- **提供された抜粋**:
────────

あとは野となれ山となれ

たいせつなことは目には見えないんだよ・・・

平凡な人生を紡ぐ静かな物語の魅力『光の犬』松家仁之著

北海道東部の枝留(この地名は架空らしい)に暮らす添島家の、三代にわたる人々の物語。特別な人物も登場しないし、ドラマチックな出来事も起こらない。薄荷の会社の役員の祖父、その連れ合いで助産師として忙しく生きた祖母、その夫婦の一男三女の子供たち。

 

三人の娘のうち、長女は堅実で働く女性として実績を積み、日常生活能力に少し欠けるような二女は結婚するがすぐに破綻し、出戻ってからはさらに鬱の傾向も加わる。三女は派手で自己中心的で、地味な兄嫁を軽んじるようすが見える。舅姑と三人の小姑とともに暮らす長男の嫁は、それでもこの小姑もいずれ家を出ていくのだと思って耐えるが、結局三人とも生家で年老いていく。

────────

- **データ記録**:
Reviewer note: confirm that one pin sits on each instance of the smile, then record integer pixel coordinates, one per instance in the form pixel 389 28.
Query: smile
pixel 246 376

────────

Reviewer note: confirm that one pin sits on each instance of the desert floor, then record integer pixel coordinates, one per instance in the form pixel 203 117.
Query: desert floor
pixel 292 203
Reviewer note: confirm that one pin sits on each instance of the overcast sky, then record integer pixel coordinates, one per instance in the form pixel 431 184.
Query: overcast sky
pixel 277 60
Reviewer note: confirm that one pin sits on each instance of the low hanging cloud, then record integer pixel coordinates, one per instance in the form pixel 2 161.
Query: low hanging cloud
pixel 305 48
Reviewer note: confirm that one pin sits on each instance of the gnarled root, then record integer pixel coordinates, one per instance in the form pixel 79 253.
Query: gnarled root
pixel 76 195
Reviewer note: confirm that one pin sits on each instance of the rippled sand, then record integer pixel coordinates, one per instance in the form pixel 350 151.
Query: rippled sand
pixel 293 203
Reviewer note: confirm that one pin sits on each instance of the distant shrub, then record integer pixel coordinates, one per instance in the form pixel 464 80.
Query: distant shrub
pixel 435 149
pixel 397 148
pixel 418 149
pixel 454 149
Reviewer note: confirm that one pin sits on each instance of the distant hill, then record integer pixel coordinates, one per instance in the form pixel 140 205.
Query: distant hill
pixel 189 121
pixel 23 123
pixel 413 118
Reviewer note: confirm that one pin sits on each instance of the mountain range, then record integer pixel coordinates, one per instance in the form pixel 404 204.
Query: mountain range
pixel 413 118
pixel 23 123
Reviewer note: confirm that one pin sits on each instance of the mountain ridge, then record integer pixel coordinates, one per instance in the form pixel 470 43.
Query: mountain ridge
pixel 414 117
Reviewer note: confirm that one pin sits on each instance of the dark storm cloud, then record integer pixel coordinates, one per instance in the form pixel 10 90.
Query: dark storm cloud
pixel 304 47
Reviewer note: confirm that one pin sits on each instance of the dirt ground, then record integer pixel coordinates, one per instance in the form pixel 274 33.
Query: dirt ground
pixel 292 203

────────

『光の犬』を紹介する文章のうち、「たいせつなことは目には見えないんだよ・・・」から「三人とも生家で年老いていく。」までを、両端の語句も含めて一字一句変えずに書き写してください。

- **解答**:
たいせつなことは目には見えないんだよ・・・

平凡な人生を紡ぐ静かな物語の魅力『光の犬』松家仁之著

北海道東部の枝留(この地名は架空らしい)に暮らす添島家の、三代にわたる人々の物語。特別な人物も登場しないし、ドラマチックな出来事も起こらない。薄荷の会社の役員の祖父、その連れ合いで助産師として忙しく生きた祖母、その夫婦の一男三女の子供たち。

 

三人の娘のうち、長女は堅実で働く女性として実績を積み、日常生活能力に少し欠けるような二女は結婚するがすぐに破綻し、出戻ってからはさらに鬱の傾向も加わる。三女は派手で自己中心的で、地味な兄嫁を軽んじるようすが見える。舅姑と三人の小姑とともに暮らす長男の嫁は、それでもこの小姑もいずれ家を出ていくのだと思って耐えるが、結局三人とも生家で年老いていく。